PROBLEM → Count the lines in the rows below that contain the word "brown". Give only the number.

--

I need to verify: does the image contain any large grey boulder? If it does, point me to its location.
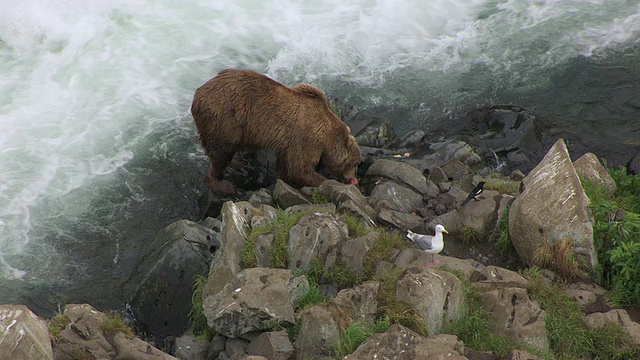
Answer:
[293,305,349,360]
[203,268,294,338]
[247,330,293,360]
[479,287,549,349]
[0,305,53,360]
[51,304,177,360]
[129,220,220,337]
[573,153,616,195]
[509,139,597,267]
[396,267,464,335]
[288,213,349,270]
[585,309,640,344]
[344,324,467,360]
[365,159,428,194]
[202,201,264,302]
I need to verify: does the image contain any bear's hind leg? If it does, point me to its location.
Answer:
[204,151,236,195]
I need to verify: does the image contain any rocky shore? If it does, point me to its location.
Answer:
[0,104,640,360]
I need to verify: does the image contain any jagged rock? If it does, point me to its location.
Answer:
[207,334,227,359]
[369,181,424,213]
[288,275,310,307]
[355,119,396,148]
[251,204,278,229]
[627,154,640,175]
[478,287,549,349]
[202,201,264,302]
[366,159,428,194]
[584,309,640,344]
[318,180,376,225]
[223,338,250,360]
[338,200,376,230]
[129,220,220,337]
[340,231,379,276]
[429,166,449,185]
[0,305,53,360]
[458,190,500,235]
[293,305,349,360]
[509,139,597,267]
[288,213,349,270]
[52,304,177,360]
[174,335,209,360]
[247,330,293,360]
[425,209,464,236]
[203,268,294,338]
[378,209,424,232]
[254,234,275,267]
[504,350,544,360]
[573,153,616,195]
[473,266,529,291]
[396,267,464,335]
[331,281,380,325]
[273,179,311,209]
[111,332,178,360]
[344,324,467,360]
[247,188,275,207]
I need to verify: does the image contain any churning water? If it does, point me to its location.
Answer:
[0,0,640,309]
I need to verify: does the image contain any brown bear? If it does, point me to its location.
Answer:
[191,69,361,194]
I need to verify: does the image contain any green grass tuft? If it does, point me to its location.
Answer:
[101,312,135,337]
[460,226,480,245]
[189,276,216,341]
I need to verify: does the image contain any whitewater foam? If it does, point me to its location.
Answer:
[0,0,640,300]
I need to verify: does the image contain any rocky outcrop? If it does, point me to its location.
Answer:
[129,220,220,337]
[509,139,597,268]
[204,268,294,338]
[0,305,53,360]
[344,325,467,360]
[573,153,616,195]
[52,304,177,360]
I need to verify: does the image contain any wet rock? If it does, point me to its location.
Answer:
[478,287,549,349]
[129,220,220,337]
[293,305,349,360]
[288,213,349,270]
[202,201,264,302]
[396,267,464,334]
[366,159,428,194]
[273,179,311,209]
[585,309,640,344]
[573,153,616,195]
[369,181,424,213]
[0,305,53,360]
[509,139,597,276]
[204,268,294,338]
[247,330,293,360]
[344,324,467,360]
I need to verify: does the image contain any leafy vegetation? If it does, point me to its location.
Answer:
[460,226,480,245]
[525,268,640,359]
[47,312,71,343]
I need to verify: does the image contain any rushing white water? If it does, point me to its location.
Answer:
[0,0,640,310]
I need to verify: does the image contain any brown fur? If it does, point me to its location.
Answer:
[191,70,360,193]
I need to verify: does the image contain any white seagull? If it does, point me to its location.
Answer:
[407,224,449,267]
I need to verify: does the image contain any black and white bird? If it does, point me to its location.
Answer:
[460,181,486,206]
[407,224,449,267]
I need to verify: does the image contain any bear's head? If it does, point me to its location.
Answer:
[322,134,362,185]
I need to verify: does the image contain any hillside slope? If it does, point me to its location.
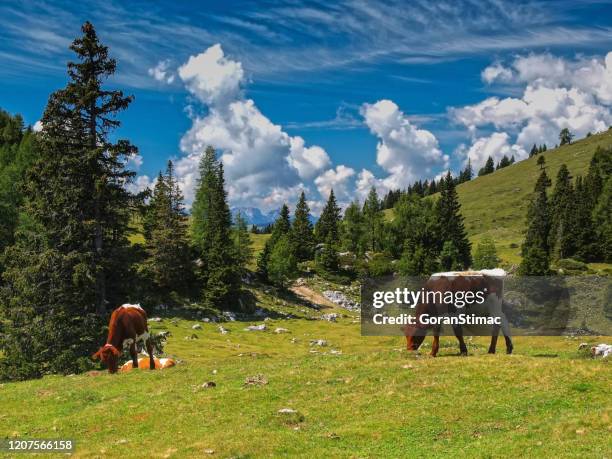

--

ANSWER TO THIS PROBLEM → 2